┌─ AVAILABLE DATA

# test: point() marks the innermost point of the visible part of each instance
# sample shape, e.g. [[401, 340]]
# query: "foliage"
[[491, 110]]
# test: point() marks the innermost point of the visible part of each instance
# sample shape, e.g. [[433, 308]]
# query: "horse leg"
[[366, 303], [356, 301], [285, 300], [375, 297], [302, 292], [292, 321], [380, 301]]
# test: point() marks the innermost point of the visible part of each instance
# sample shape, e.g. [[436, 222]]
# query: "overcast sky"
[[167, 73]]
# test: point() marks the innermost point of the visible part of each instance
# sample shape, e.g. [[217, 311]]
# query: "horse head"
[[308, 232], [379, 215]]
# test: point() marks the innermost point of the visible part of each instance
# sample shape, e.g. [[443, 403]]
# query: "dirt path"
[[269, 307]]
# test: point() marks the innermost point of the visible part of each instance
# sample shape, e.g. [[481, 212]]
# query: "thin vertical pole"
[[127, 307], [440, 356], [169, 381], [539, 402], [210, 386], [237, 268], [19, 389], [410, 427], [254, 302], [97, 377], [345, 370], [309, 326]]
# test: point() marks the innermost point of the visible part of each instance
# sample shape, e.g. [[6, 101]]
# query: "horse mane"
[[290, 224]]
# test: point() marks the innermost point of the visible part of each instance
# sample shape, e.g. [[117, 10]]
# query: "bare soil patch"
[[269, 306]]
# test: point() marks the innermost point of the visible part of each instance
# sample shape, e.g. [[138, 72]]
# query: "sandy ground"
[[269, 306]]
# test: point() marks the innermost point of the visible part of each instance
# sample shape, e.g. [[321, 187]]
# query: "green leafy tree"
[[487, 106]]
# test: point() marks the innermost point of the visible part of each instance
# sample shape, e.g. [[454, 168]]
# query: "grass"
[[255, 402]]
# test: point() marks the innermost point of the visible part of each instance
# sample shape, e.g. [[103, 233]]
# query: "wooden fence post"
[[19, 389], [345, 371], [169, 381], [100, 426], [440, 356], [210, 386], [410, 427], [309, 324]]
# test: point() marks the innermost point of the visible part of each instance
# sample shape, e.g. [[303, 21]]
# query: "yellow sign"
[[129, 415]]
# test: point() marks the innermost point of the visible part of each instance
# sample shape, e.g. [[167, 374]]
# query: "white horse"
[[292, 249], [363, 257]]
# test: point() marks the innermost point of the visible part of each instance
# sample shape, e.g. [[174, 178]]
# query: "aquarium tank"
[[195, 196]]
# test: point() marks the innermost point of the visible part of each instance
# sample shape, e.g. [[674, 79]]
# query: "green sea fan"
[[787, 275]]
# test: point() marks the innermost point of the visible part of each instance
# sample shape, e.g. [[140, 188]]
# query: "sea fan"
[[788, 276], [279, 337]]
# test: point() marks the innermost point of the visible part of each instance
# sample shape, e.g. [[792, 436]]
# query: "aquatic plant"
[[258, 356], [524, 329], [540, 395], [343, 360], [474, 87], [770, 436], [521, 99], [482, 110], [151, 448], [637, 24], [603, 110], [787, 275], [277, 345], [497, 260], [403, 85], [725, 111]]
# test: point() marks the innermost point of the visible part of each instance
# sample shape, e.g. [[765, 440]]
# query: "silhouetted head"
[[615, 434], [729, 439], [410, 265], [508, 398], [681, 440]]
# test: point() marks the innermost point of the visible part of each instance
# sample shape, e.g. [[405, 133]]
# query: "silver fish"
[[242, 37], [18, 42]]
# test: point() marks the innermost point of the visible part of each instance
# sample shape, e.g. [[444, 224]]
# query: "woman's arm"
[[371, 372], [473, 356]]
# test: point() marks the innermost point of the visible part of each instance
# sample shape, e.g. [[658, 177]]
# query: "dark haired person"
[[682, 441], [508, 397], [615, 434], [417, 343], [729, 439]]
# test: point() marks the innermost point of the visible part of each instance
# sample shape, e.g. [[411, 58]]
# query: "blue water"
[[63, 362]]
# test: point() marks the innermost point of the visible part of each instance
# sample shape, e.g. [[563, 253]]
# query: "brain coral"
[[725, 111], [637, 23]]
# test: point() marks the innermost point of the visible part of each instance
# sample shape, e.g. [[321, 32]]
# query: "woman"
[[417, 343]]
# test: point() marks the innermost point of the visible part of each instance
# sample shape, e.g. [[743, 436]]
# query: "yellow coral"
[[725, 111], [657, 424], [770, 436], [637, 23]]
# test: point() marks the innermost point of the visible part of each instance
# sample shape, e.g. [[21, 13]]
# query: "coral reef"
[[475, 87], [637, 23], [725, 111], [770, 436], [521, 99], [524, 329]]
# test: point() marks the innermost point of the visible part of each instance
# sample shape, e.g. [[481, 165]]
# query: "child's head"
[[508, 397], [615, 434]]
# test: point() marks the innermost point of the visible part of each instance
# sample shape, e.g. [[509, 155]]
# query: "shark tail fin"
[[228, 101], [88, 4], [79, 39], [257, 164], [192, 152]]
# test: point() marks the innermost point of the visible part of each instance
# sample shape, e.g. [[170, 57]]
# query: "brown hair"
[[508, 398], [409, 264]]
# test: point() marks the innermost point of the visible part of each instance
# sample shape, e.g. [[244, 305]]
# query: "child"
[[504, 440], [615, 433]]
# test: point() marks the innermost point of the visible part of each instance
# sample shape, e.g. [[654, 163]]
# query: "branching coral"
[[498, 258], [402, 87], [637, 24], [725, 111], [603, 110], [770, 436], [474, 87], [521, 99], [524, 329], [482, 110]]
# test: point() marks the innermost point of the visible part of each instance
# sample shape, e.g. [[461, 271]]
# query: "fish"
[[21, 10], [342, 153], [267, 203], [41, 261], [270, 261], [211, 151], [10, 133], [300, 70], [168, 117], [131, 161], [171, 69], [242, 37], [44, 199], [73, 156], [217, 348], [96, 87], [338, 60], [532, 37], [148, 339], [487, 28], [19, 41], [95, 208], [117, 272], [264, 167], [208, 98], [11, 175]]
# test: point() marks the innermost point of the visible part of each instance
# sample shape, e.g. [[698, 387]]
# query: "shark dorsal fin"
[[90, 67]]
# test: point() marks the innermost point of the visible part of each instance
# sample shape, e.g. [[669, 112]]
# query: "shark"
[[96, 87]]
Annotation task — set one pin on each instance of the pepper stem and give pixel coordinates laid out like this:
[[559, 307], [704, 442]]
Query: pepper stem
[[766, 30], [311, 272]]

└─

== TASK BRIEF ==
Copy out all of the records, keeping every line identical.

== SOLVED EXERCISE ==
# test: point() marks the innermost point of the visible part of each instance
# sample shape, e.g. [[401, 340]]
# query: "foliage"
[[491, 110]]
# test: point() marks the innermost point of the visible part of each instance
# sample shape, e.g. [[433, 308]]
# query: "horse leg"
[[366, 303], [356, 301], [285, 300], [375, 297], [302, 292], [292, 321], [380, 301]]
# test: point() marks the innermost point of the visible part of each instance
# sample shape, e.g. [[436, 222]]
# query: "overcast sky"
[[167, 73]]
# test: point() marks the innermost point of the visible part of each instance
# sample shape, e.g. [[217, 311]]
# query: "horse head"
[[308, 232], [379, 215]]
# test: point() marks the innermost point of the visible part of each instance
# sample shape, e.g. [[443, 403]]
# query: "dirt path"
[[269, 307]]
# test: point() marks the innermost point of the visible part of each instance
# sample shape, e.g. [[481, 212]]
# query: "thin vertical pole"
[[127, 307], [440, 356], [169, 381], [539, 402], [210, 386], [237, 268], [19, 389], [410, 427], [254, 302], [97, 377], [345, 370], [309, 326]]
# test: point() marks the innermost point of the visible part of each instance
# sample shape, e.g. [[6, 101]]
# query: "horse mane"
[[290, 224]]
# test: point() marks the innermost point of the visible part of each instance
# sample shape, e.g. [[117, 10]]
# query: "bare soil patch"
[[269, 306]]
# test: point() marks the innermost point of the visible part of each instance
# sample shape, e.g. [[138, 72]]
# query: "sandy ground"
[[269, 306]]
# test: point() marks the innermost point of the visible part of each instance
# sample shape, e.g. [[321, 187]]
# query: "green leafy tree"
[[487, 106]]
# test: point() marks the innermost point of the visible part of each instance
# sample shape, e.g. [[454, 168]]
# query: "grass"
[[255, 402]]
# test: point() marks the innermost point of the visible part of each instance
# sample shape, e.g. [[103, 233]]
# query: "wooden fence post"
[[19, 389], [345, 371], [169, 381], [100, 426], [440, 356], [210, 386], [410, 427], [309, 324]]
# test: point() marks the innermost point of the visible part of each instance
# sample shape, e.g. [[303, 21]]
# query: "yellow sign"
[[129, 415]]
# test: point() marks the innermost point of the visible part of each instance
# sample shape, e.g. [[167, 374]]
# query: "white horse"
[[292, 249], [363, 257]]
# test: point() marks the innermost point of the visible part of each instance
# sample shape, e.g. [[174, 178]]
# query: "aquarium tank"
[[195, 196]]
# test: point() marks the innermost point of the visible part of each instance
# sample shape, e.g. [[674, 79]]
# query: "green sea fan"
[[787, 275]]
# test: point() marks the innermost point of the visible part of each instance
# sample shape, e.g. [[140, 188]]
# query: "sea fan"
[[788, 276], [279, 337]]
# test: point() marks the innermost point of the visible part of each instance
# sample shape, e.g. [[792, 436]]
# query: "aquatic plant"
[[258, 356], [524, 329], [540, 395], [343, 360], [474, 87], [770, 436], [521, 99], [482, 110], [151, 448], [637, 24], [603, 110], [787, 275], [277, 345], [497, 260], [403, 85], [725, 111]]
# test: point() marks the innermost point of the visible part of each instance
# sample shape, e.g. [[765, 440]]
# query: "silhouetted head"
[[615, 434], [729, 439], [410, 265], [508, 398], [681, 440]]
# test: point() marks the innermost point of the visible part of each instance
# sample shape, e.g. [[405, 133]]
# query: "silver fish"
[[242, 37], [18, 42]]
# test: point() marks the innermost point of the visible part of each instance
# sample shape, e.g. [[444, 224]]
# query: "woman's arm"
[[371, 372], [473, 356]]
# test: point() marks the innermost point of the visible part of each instance
# sample shape, e.g. [[658, 177]]
# query: "dark haired person"
[[682, 441], [508, 397], [615, 434], [417, 343], [729, 439]]
# test: point() marks the innermost point of the visible part of each instance
# sample shape, e.g. [[411, 58]]
# query: "blue water"
[[63, 362]]
# test: point() marks the innermost point of the visible part of each instance
# sample shape, e.g. [[563, 253]]
# query: "brain coral"
[[725, 111], [637, 23]]
# test: point() marks the innermost point of the visible part of each instance
# sample shape, e.g. [[321, 32]]
# query: "woman"
[[417, 343]]
# test: point() marks the innermost point of the visible part of each instance
# sample shape, e.g. [[743, 436]]
# query: "yellow coral"
[[725, 111], [657, 424], [770, 436], [637, 23]]
# test: point() marks the innermost point of the visible part of each instance
# sample shape, e.g. [[21, 13]]
# query: "coral reef"
[[475, 87], [637, 23], [725, 111], [770, 436], [521, 99], [524, 329]]
# test: point() marks the innermost point of the visible part of each instance
# sample shape, e.g. [[481, 165]]
# query: "child's head"
[[508, 397], [615, 434]]
# test: point() marks the innermost point of the visible part of each instance
# sample shape, e.g. [[509, 155]]
# query: "shark tail fin"
[[228, 101], [88, 4], [79, 39], [257, 164], [192, 152]]
# test: point() marks the innermost point of the visible part of each instance
# sample shape, e.g. [[170, 57]]
# query: "brown hair"
[[508, 398], [409, 264]]
# test: point() marks the innermost point of the visible part of each instance
# sample shape, e.g. [[244, 305]]
# query: "child"
[[504, 440], [615, 433]]
# test: point() marks the innermost point of the visible part of each instance
# sample shape, e.g. [[654, 163]]
# query: "branching coral"
[[498, 258], [402, 87], [637, 24], [725, 111], [603, 110], [770, 436], [474, 87], [521, 99], [524, 329], [482, 110]]
# test: point() marks the innermost point of the visible part of each instance
# sample shape, e.g. [[461, 271]]
# query: "fish"
[[21, 10], [342, 153], [267, 203], [41, 261], [270, 261], [211, 151], [10, 133], [300, 70], [168, 117], [131, 161], [171, 69], [242, 37], [44, 199], [73, 156], [217, 348], [96, 87], [338, 60], [532, 37], [148, 339], [487, 28], [19, 41], [95, 208], [117, 272], [264, 167], [208, 98], [11, 175]]
# test: point() marks the innermost point of the visible part of each instance
# sample shape, e.g. [[698, 387]]
# query: "shark dorsal fin"
[[90, 67]]
# test: point() marks the innermost point of the visible part of each instance
# sample shape, e.g. [[669, 112]]
# query: "shark"
[[96, 87]]
Annotation task — set one pin on each instance of the pepper stem and give pixel coordinates laid out like this:
[[559, 307], [704, 442]]
Query: pepper stem
[[766, 30], [311, 272]]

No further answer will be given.